Items from a data source:
──────
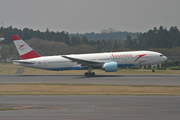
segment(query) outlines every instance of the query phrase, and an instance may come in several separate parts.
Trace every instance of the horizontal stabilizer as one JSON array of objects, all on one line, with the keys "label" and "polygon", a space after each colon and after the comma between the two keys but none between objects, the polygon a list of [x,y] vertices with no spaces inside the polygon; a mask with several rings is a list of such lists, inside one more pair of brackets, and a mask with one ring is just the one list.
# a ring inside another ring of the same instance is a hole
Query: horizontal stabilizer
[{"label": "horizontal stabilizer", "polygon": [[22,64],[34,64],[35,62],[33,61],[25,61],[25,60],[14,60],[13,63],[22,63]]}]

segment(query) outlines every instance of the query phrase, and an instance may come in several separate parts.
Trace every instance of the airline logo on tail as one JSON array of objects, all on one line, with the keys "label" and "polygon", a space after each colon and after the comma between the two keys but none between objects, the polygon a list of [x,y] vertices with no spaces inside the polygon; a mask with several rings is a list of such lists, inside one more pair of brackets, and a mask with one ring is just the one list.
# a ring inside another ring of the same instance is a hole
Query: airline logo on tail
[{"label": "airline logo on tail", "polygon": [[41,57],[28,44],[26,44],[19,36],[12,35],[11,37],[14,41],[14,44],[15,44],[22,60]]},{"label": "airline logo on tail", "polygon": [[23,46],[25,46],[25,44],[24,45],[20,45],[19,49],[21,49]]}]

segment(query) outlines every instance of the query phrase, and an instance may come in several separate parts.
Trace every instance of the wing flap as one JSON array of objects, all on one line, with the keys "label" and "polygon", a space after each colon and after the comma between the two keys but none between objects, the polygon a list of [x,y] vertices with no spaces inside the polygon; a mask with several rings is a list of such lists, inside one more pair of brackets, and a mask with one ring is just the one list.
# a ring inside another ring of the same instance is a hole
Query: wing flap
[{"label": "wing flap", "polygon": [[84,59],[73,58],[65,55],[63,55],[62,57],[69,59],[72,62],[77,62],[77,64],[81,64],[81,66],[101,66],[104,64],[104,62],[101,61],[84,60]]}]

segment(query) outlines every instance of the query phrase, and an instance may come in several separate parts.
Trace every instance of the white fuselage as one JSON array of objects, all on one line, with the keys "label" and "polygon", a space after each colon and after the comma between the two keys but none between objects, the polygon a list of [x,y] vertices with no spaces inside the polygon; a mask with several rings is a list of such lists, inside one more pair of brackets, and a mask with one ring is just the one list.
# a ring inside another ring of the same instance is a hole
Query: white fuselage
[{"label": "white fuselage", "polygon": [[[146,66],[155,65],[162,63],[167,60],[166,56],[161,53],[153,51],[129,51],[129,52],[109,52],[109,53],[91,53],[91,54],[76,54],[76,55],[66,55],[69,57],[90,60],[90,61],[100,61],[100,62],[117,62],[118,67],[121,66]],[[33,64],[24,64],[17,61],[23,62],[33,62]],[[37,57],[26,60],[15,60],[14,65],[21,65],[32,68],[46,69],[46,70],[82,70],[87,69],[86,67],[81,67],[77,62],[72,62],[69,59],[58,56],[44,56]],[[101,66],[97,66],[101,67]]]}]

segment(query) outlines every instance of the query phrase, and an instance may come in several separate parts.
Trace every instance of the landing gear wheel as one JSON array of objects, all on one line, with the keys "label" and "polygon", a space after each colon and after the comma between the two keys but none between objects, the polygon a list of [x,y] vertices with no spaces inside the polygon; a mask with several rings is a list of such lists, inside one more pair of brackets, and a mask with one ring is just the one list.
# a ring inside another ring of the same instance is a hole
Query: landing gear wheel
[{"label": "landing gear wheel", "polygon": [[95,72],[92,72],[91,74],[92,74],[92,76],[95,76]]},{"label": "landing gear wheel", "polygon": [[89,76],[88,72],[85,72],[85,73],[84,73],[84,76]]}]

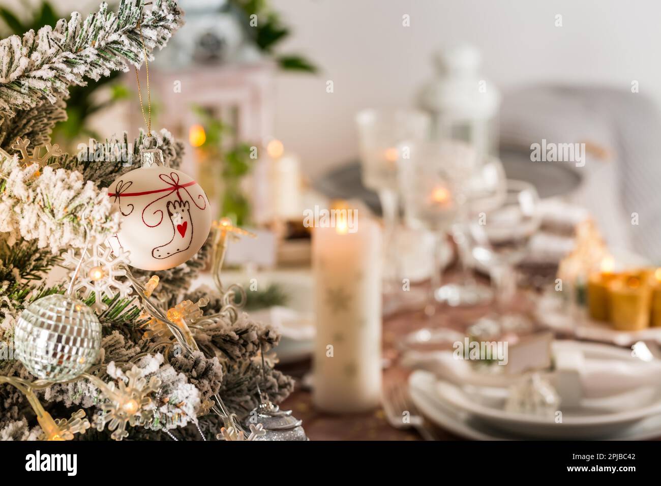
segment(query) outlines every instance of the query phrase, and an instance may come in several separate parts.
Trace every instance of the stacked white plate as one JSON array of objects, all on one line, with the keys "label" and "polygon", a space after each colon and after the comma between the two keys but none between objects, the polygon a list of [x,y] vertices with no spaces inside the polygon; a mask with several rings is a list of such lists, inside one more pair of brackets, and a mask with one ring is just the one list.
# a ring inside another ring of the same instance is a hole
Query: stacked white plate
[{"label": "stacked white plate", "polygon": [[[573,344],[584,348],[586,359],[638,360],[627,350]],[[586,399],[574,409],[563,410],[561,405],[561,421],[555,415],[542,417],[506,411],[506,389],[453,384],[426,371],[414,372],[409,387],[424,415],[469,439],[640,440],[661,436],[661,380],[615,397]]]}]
──────
▶ _Do this_: Tally the lines of the listing above that contain the string "airline", and give only the count.

▶ _Complete output_: 3